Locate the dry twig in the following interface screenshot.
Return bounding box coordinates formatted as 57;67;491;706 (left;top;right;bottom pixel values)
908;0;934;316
* * *
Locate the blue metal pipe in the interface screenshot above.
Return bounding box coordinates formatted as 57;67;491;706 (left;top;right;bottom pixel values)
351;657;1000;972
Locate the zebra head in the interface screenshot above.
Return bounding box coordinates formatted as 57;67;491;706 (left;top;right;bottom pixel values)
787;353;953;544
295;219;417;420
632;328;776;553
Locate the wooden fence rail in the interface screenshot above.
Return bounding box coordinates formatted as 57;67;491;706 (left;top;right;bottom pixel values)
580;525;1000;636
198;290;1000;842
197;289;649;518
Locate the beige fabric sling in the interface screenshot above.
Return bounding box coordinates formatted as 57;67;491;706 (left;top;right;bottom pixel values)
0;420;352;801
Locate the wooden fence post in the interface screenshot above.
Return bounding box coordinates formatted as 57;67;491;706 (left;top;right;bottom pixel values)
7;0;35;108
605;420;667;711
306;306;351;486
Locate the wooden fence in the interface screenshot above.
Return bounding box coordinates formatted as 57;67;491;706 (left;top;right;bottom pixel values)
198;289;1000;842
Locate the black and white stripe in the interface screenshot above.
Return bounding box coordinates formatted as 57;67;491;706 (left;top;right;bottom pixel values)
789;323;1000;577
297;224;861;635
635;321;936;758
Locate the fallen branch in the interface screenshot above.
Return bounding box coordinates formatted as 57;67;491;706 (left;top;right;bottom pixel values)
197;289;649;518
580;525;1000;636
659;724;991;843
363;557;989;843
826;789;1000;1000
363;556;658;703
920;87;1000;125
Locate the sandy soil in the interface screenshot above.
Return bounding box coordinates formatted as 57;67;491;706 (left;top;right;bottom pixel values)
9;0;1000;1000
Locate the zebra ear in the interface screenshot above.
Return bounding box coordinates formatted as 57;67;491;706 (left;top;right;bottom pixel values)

- [Request] Copy out the stretch of material that opens with the line containing "Locate the wooden fence in" and closes with the line containing "635;321;936;758", changing "black and white stripe" to "zebra stripe" and keeping every other character the same. Return only those lines.

- [Final result]
Locate the wooden fence in the interface screenshot above.
Return bounding box coordinates formatted as 57;67;491;706 (left;top;right;bottom pixel values)
198;289;1000;842
Locate the zebra stripe in the interface screenshot above.
Return bounding box coordinates formatted as 57;67;491;706 (left;top;right;bottom pixel values)
789;323;1000;577
297;224;861;635
635;321;936;758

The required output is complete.